▶ _Compiti dell'esercizio_
1. Traduci in inglese questa frase del testo sulle messe vietate: "Nel frattempo, tutte le volte che possiamo, vogliamoci bene che, in fondo, è l'unica cosa che conta e, forse, dicono, faccia pure molto bene di questi tempi… volersi bene."
2. Trascrivi dal testo sulle messe vietate tutto ciò che va da "Nel frattempo, tutte" giù fino a "tempi… volersi bene.".

7) Fa irritare, per finire, che oggi si possa ancora pensare che un vero cristiano, per sentirsi tale in un momento di emergenza mondiale, debba ascoltare una messa privata e vietata. A me ha fatto un certo effetto sapere che i Carabinieri sono stati costretti ad entrare in una chiesa (non solo a Sant’Anastasia) per fermare riti religiosi o, addirittura, il momento della consacrazione così come è stato quando, in effetti, gli uomini dell’Arma hanno fatto irruzione nella chiesa di Sant’Antonio per fermare la messa. Ha fatto effetto sapere che hanno, come dovevano, “schedare” tutti i presenti e multarli uno ad uno con tanto di denuncia penale. Le chiese, come ha voluto saggiamente Francesco Bergoglio, che sa guardare sempre oltre la sua stessa Chiesa, i privilegi o i bigottismi, ha vietato le messe con i fedeli ma voluto le porte aperte di tutte le chiese d’Italia tutti i giorni per poter pregare davanti ad un tabernacolo o alla statua del Santo venerato. Non me ne voglia nessuno se ho ritenuto opportuno, con questo mio intervento in questo momento, puntualizzare, dopo aver letto di striscio la copiosa “messe” di commenti e post favorevoli o contrari di condanna o di assoluzione pubblicati fino a poco fa sulla rete.

Nel frattempo, tutte le volte che possiamo, vogliamoci bene che, in fondo, è l’unica cosa che conta e, forse, dicono, faccia pure molto bene di questi tempi… volersi bene.

(Voci per l'etichettatura dei contorni)

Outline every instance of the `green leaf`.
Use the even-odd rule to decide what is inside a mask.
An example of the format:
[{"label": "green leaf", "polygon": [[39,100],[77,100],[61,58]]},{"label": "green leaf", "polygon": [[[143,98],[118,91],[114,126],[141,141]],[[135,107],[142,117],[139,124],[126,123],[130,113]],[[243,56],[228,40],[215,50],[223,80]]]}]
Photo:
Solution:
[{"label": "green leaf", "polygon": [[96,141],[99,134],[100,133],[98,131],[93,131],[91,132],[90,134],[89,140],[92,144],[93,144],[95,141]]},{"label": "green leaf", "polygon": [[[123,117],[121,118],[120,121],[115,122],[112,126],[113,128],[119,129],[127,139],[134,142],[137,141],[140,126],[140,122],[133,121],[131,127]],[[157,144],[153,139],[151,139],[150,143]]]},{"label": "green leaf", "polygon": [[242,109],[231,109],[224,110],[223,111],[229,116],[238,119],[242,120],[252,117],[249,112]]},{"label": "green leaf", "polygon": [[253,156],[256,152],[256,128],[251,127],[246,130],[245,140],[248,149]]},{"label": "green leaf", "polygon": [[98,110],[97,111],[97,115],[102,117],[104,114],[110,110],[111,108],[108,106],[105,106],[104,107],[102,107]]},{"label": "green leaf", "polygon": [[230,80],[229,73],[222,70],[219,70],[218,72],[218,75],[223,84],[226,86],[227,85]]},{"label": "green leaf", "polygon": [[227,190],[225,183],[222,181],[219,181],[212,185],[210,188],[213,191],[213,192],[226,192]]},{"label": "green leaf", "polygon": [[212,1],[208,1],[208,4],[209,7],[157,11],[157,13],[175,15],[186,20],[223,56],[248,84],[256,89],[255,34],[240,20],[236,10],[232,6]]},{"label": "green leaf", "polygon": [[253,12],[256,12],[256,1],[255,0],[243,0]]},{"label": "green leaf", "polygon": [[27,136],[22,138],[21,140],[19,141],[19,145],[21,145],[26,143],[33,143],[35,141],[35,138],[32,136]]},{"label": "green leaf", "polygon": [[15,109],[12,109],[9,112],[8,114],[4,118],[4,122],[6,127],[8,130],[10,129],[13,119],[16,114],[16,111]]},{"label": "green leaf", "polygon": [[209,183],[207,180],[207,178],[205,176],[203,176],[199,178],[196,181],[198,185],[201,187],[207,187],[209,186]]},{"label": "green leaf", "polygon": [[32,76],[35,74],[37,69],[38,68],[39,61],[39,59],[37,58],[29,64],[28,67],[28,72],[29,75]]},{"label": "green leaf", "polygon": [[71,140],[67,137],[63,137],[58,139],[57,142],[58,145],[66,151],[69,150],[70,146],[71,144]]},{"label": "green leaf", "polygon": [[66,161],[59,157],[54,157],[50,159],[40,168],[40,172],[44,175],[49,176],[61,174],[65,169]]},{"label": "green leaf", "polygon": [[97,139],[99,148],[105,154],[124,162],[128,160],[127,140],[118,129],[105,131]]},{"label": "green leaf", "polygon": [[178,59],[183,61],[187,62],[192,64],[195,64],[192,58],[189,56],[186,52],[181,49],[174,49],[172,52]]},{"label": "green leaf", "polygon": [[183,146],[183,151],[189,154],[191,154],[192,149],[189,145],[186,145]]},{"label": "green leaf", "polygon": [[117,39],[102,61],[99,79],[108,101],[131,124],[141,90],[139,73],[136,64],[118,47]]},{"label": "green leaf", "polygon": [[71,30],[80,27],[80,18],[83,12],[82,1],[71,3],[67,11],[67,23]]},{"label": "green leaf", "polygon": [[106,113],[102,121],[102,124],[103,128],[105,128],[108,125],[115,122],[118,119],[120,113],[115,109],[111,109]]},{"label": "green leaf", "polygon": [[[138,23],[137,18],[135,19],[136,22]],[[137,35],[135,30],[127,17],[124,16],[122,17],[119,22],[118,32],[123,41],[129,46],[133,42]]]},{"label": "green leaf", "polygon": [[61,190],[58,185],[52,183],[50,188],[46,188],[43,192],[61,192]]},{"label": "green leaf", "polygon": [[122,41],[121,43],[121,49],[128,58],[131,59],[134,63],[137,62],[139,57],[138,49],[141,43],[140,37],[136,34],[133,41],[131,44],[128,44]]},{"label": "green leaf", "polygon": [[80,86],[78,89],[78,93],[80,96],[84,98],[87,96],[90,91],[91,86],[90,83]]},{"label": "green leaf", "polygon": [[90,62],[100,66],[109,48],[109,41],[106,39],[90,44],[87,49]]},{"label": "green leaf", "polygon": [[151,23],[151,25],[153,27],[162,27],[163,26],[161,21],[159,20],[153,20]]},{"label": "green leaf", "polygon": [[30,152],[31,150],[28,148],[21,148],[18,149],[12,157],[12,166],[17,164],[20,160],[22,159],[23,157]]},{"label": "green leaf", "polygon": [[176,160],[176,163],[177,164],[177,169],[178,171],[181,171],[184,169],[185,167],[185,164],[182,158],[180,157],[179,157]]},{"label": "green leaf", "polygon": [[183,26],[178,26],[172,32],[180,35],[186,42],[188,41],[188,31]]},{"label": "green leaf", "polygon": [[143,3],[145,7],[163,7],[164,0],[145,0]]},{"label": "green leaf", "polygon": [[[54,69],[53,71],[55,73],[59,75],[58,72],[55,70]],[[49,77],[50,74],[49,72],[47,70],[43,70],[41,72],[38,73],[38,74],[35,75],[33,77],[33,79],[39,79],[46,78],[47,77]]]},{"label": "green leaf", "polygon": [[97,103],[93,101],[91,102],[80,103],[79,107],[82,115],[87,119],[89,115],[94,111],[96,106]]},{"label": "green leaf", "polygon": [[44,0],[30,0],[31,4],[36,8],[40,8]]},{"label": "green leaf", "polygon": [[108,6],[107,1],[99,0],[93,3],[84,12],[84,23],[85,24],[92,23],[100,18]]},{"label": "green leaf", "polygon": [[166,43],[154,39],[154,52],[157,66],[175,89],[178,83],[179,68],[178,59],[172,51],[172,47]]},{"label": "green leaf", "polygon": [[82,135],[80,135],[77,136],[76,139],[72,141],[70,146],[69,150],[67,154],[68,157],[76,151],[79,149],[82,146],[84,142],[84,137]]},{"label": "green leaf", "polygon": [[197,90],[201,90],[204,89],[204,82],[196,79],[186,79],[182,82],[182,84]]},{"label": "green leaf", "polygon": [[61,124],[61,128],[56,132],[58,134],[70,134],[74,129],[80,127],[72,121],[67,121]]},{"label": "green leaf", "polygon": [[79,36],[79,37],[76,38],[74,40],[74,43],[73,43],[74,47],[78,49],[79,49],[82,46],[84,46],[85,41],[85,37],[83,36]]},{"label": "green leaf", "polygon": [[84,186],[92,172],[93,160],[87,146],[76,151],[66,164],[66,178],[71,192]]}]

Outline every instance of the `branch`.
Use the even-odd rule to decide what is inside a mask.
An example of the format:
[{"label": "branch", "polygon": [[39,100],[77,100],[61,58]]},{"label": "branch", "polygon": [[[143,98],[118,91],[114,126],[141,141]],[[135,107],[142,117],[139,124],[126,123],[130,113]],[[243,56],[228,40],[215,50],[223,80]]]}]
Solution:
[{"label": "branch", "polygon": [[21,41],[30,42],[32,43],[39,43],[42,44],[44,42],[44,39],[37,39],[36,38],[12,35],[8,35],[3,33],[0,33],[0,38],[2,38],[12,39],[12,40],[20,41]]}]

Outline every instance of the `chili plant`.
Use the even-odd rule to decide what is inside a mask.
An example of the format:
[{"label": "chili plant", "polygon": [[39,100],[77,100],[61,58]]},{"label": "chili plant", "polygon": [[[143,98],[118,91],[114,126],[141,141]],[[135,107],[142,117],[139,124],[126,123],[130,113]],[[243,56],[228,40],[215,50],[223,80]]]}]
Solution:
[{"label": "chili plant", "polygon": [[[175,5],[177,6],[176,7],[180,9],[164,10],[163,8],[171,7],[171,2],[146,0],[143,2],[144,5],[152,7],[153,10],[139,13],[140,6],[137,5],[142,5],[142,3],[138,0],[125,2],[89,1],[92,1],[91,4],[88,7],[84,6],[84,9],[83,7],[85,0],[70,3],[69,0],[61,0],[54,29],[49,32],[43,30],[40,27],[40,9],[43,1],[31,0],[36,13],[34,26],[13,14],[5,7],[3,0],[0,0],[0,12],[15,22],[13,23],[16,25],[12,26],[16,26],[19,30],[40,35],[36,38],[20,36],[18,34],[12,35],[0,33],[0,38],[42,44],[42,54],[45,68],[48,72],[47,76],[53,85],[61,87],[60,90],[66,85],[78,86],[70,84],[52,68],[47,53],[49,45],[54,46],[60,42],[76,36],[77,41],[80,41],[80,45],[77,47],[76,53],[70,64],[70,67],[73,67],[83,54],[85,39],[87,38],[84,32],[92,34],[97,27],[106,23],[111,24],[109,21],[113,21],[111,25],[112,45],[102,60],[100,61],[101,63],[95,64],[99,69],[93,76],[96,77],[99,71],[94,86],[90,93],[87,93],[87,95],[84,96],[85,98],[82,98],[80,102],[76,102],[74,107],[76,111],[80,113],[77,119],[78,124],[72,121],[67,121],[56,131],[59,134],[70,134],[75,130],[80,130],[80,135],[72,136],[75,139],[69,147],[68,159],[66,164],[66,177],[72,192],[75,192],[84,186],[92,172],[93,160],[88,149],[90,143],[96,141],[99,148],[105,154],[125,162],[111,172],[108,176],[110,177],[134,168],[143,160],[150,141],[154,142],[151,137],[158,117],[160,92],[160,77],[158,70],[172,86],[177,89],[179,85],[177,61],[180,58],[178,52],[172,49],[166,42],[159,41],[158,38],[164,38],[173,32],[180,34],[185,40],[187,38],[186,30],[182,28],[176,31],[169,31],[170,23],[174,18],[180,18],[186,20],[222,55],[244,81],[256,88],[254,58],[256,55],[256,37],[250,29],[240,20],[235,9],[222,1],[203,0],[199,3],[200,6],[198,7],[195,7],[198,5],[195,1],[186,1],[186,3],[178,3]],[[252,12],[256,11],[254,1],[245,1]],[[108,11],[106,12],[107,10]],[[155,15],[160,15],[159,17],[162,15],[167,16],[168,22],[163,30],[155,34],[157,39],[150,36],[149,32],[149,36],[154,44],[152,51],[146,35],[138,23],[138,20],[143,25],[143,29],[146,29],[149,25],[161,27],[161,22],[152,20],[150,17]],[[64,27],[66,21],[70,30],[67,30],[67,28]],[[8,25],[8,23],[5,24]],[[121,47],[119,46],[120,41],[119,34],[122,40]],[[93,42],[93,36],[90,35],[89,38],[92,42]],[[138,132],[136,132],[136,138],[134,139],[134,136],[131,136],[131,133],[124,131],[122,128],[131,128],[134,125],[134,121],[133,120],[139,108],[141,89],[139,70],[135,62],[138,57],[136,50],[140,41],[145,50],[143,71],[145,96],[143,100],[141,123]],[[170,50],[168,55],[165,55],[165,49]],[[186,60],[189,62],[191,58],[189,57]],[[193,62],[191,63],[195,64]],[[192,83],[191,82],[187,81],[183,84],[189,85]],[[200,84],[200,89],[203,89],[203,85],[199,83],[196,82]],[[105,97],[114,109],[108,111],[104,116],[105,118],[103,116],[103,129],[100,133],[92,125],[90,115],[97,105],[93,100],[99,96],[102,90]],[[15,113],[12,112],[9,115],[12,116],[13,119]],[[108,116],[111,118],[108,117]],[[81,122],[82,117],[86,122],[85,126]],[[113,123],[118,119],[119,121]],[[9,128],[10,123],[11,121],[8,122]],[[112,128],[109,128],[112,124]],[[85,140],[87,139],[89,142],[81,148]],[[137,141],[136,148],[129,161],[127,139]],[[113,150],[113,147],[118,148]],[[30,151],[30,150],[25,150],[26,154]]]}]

▶ _Risposte attese_
1. Meanwhile, whenever we can, let's love one another, since, after all, it is the only thing that matters and, perhaps, they say, it even does a lot of good in these times… loving one another.

2.
Nel frattempo, tutte le volte che possiamo, vogliamoci bene che, in fondo, è l’unica cosa che conta e, forse, dicono, faccia pure molto bene di questi tempi… volersi bene.